STATED GOAL: Convert the records below into a Markdown table with two columns, Row and Line, one numbered row per line, skipping blank lines. Leave the pictures out.

DATA LINES:
──────────
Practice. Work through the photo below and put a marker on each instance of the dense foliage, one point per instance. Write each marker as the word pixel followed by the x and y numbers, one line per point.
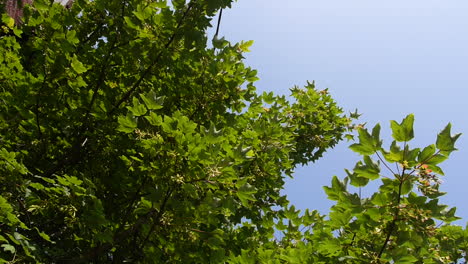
pixel 125 138
pixel 126 135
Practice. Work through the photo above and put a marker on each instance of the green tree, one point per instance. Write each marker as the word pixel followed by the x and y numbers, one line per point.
pixel 403 222
pixel 125 138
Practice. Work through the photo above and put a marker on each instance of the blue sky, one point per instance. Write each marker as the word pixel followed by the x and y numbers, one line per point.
pixel 385 58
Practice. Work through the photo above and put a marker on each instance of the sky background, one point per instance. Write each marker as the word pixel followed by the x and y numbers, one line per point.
pixel 385 58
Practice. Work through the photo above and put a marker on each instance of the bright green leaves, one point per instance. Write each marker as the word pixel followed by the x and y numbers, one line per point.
pixel 368 143
pixel 244 46
pixel 426 154
pixel 445 141
pixel 138 109
pixel 337 190
pixel 152 101
pixel 77 65
pixel 369 169
pixel 404 208
pixel 245 192
pixel 127 124
pixel 403 132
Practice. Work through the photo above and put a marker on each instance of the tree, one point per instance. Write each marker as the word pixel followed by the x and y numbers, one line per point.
pixel 125 138
pixel 402 222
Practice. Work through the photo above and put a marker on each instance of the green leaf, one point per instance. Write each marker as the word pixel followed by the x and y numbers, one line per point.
pixel 369 169
pixel 380 199
pixel 244 46
pixel 77 65
pixel 246 193
pixel 426 153
pixel 137 109
pixel 152 101
pixel 8 247
pixel 127 124
pixel 356 180
pixel 403 132
pixel 337 189
pixel 406 186
pixel 368 144
pixel 406 260
pixel 395 154
pixel 445 141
──────────
WRITTEN REPLY:
| Row | Line |
|---|---|
| 1 | Practice. Work through the photo below and put a marker on each instance of the dense foliage, one point per instance. Write each marker as the word pixel followed by the x and y numbers, one line per point. |
| 2 | pixel 125 138 |
| 3 | pixel 126 135 |
| 4 | Practice. Work through the photo above and put a marker on each instance of the green tree, one point per instance. Write each marker as the word pixel followed by the x and y numbers, one line per point. |
| 5 | pixel 403 222 |
| 6 | pixel 125 138 |
| 7 | Practice. Work through the photo above and put a marker on each instance of the blue sky, one point per instance. Write each marker as the word pixel followed by the x and y numbers, one line per point. |
| 8 | pixel 385 58 |
| 9 | Practice. Work through the photo above and put a marker on each instance of the sky background, one point per instance. Write each marker as the word pixel followed by the x and y numbers, one line per point. |
| 10 | pixel 385 58 |
| 11 | Practice. Work through the photo above and put a marker on each instance of the bright green leaves, one point per instance. Write each marker as the word pixel followed by the x and y numbers, one line per point. |
| 12 | pixel 368 143 |
| 13 | pixel 244 46 |
| 14 | pixel 426 154 |
| 15 | pixel 445 141 |
| 16 | pixel 138 109 |
| 17 | pixel 337 190 |
| 18 | pixel 152 101 |
| 19 | pixel 77 65 |
| 20 | pixel 369 169 |
| 21 | pixel 404 208 |
| 22 | pixel 245 192 |
| 23 | pixel 127 124 |
| 24 | pixel 403 132 |
| 25 | Practice. Work through the photo above and put a marker on each instance of the tree, one point per instance. Write each marker as the word pixel followed by the x and y numbers, one line per point. |
| 26 | pixel 125 138 |
| 27 | pixel 402 222 |
| 28 | Practice. Work through the photo above and put a marker on each instance of the green leaf, one point per instance. Write each marker as the word pixel followed by the x and y numbers, one line per point. |
| 29 | pixel 369 169 |
| 30 | pixel 380 199 |
| 31 | pixel 244 46 |
| 32 | pixel 77 65 |
| 33 | pixel 246 193 |
| 34 | pixel 426 153 |
| 35 | pixel 137 109 |
| 36 | pixel 152 101 |
| 37 | pixel 8 247 |
| 38 | pixel 127 124 |
| 39 | pixel 356 180 |
| 40 | pixel 403 132 |
| 41 | pixel 337 189 |
| 42 | pixel 406 186 |
| 43 | pixel 368 144 |
| 44 | pixel 406 260 |
| 45 | pixel 395 154 |
| 46 | pixel 445 141 |